== Objective ==
Reproduce the Academy of Py Analysis notebook below word for word, from "# Academy of" up to and including "and student performance.".

-- BEGIN Source passage --

# Academy of Py Analysis
**Description:** This script takes in a student information file and a school information file. From there, the script provides 
    data summaries of student head count, school budget and student performance. 

**Key Observations:**

    1. Highest Overall Passing Scores are linked to charter schools with less than 2000 students
    2. Students' reading scores are higher than math scores, regardless of school type or size
    3. Dollars spent per student do not directly correlate with higher overall passing scores
    
**Assumption:** 

    1. Overall Passing Rates are calculated as an average of math and reading; this does not indicate whether students
       are passing BOTH reading and math
    2. Bin sizes have been set to accomodate test data sets and may require adjustment-please review and update if necessary
    3. Passing Threshold has been set at 65, please update the passthreshold variable if necessary
       
       


In [95]:
#Import Dependencies
import pandas as pd
import numpy as np
import os
from collections import OrderedDict
passthreshold=65

In [96]:
#Filepath/Read Files/Assign to DataFrame
schoolfilepath="schools_complete.csv"
studentfilepath="students_complete.csv"
school_df=pd.read_csv(schoolfilepath)
student_df=pd.read_csv(studentfilepath)
school_df=school_df.rename(columns={"name":"School"})
student_df=student_df.rename(columns={"school":"School"})

### District Summary


In [97]:
#Filter School Table by District
d_schoolfilter=school_df.loc[(school_df["type"] =="District")]
studentschoolinner=pd.merge(school_df,student_df,on="School")
d_students=studentschoolinner.loc[studentschoolinner["type"]=="District",:]
#%Passing Math
d_studentspassmath=d_students.loc[d_students["math_score"]>=passthreshold]
d_studentspassmathcount=d_studentspassmath["Student ID"].nunique()
d_studentspassmathnum=(d_studentspassmathcount/d_students["Student ID"].nunique())*100
#%Passing Reading
d_studentspassreading=d_students.loc[d_students["reading_score"]>=passthreshold]
d_studentspassreadcount=d_studentspassreading["Student ID"].nunique()
d_studentspassreadnum=(d_studentspassreadcount/d_students["Student ID"].nunique())*100
d_studentspassreadnum
#Overall Passing Rate (average of math and reading)

-- END Source passage --
-- BEGIN Information supplied --

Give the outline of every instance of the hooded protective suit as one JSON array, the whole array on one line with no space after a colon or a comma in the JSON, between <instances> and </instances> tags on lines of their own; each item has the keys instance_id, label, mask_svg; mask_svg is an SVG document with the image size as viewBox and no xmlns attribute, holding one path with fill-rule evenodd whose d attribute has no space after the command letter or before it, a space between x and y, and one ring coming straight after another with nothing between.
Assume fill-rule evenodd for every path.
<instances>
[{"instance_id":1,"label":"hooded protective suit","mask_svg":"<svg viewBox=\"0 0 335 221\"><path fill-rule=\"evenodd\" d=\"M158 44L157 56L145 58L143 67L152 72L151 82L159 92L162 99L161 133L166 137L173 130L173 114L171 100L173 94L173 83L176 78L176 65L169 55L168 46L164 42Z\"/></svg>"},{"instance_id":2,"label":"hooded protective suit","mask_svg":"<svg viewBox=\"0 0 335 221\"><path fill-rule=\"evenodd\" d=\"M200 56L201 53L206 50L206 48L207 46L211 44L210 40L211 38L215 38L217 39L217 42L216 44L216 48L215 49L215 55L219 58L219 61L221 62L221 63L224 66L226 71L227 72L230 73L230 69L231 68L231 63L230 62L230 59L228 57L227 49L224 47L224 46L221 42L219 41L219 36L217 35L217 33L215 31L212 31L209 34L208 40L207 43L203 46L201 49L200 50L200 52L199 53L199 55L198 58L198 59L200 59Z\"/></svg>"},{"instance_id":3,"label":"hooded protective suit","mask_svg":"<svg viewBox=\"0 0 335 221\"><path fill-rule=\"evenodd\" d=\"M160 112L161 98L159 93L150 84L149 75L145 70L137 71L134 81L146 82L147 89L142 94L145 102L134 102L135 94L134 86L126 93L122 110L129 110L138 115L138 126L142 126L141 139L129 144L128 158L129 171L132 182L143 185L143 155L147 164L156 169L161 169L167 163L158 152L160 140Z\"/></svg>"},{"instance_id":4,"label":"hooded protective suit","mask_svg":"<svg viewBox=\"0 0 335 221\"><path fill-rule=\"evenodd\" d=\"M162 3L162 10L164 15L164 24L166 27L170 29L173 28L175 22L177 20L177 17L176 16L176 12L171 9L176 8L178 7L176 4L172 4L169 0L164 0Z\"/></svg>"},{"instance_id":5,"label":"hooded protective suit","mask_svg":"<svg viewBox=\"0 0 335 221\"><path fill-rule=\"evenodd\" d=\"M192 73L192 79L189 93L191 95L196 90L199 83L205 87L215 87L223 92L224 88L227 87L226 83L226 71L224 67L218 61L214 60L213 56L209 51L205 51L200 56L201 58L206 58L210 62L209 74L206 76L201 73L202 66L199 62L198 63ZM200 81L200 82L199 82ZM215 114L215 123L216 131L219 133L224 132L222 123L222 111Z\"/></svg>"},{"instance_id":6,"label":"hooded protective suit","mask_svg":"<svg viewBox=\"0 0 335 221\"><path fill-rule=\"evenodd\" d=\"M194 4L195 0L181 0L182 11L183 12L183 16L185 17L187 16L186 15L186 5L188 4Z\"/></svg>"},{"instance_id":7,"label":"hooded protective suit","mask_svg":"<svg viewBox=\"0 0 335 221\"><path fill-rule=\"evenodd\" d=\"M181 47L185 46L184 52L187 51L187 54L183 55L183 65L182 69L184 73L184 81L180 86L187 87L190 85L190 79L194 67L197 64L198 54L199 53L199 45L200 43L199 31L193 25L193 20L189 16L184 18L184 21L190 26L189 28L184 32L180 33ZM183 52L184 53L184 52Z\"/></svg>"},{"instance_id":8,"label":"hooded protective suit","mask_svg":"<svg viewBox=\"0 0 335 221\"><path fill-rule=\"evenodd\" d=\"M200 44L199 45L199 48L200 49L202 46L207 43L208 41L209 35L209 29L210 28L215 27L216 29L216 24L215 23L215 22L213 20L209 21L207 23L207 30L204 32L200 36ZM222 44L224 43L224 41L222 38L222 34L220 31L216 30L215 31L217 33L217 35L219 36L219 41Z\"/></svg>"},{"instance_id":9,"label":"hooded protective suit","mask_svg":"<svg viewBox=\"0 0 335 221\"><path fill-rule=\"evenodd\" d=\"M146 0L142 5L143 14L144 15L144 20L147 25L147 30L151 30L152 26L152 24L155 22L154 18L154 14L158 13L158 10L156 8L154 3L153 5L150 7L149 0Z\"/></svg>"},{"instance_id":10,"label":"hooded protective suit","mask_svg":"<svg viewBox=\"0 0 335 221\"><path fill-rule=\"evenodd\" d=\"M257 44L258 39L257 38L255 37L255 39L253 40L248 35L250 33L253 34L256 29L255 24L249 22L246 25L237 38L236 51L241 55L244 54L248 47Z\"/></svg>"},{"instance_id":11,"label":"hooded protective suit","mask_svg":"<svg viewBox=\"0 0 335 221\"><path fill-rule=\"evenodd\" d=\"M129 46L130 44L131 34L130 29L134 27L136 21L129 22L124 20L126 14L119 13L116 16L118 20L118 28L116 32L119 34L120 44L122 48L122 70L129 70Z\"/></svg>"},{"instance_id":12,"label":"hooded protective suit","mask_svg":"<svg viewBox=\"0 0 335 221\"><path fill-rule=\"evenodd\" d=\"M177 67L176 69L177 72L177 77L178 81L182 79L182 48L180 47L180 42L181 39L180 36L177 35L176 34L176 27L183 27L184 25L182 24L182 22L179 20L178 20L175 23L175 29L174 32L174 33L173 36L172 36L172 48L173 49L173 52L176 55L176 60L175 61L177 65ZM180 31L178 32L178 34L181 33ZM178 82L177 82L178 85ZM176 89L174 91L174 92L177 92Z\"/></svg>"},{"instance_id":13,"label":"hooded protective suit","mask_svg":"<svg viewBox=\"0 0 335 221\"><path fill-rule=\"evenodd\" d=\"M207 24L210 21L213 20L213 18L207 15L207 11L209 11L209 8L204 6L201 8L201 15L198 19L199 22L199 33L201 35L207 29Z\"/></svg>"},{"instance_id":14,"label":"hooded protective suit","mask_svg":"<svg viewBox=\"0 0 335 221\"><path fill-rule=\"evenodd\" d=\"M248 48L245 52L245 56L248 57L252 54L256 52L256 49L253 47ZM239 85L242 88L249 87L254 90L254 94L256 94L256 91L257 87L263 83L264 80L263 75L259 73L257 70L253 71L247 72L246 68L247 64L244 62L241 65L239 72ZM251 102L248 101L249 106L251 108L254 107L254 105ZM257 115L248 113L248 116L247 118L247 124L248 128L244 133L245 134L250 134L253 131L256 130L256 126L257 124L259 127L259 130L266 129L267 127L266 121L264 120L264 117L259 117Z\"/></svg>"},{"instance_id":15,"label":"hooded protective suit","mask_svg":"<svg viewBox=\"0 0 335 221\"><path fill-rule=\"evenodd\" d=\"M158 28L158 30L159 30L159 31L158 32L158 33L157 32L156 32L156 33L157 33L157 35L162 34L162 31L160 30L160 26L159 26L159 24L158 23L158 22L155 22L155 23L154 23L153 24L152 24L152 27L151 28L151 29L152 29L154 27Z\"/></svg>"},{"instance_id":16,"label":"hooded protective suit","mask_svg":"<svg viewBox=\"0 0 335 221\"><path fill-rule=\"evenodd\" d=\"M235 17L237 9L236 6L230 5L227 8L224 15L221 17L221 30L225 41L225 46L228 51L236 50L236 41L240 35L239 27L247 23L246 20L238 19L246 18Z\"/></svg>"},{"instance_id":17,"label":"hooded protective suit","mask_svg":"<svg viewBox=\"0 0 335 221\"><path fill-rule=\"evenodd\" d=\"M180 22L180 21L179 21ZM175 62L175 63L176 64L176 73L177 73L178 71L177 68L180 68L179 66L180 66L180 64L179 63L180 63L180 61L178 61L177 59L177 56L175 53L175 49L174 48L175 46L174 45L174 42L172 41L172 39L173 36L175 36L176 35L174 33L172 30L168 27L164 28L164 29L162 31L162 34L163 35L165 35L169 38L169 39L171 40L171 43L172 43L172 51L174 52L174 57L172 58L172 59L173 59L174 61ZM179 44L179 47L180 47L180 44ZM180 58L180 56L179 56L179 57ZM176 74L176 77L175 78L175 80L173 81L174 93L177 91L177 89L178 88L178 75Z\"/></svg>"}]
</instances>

-- END Information supplied --

== Solved problem ==
# Academy of Py Analysis
**Description:** This script takes in a student information file and a school information file. From there, the script provides 
    data summaries of student head count, school budget and student performance.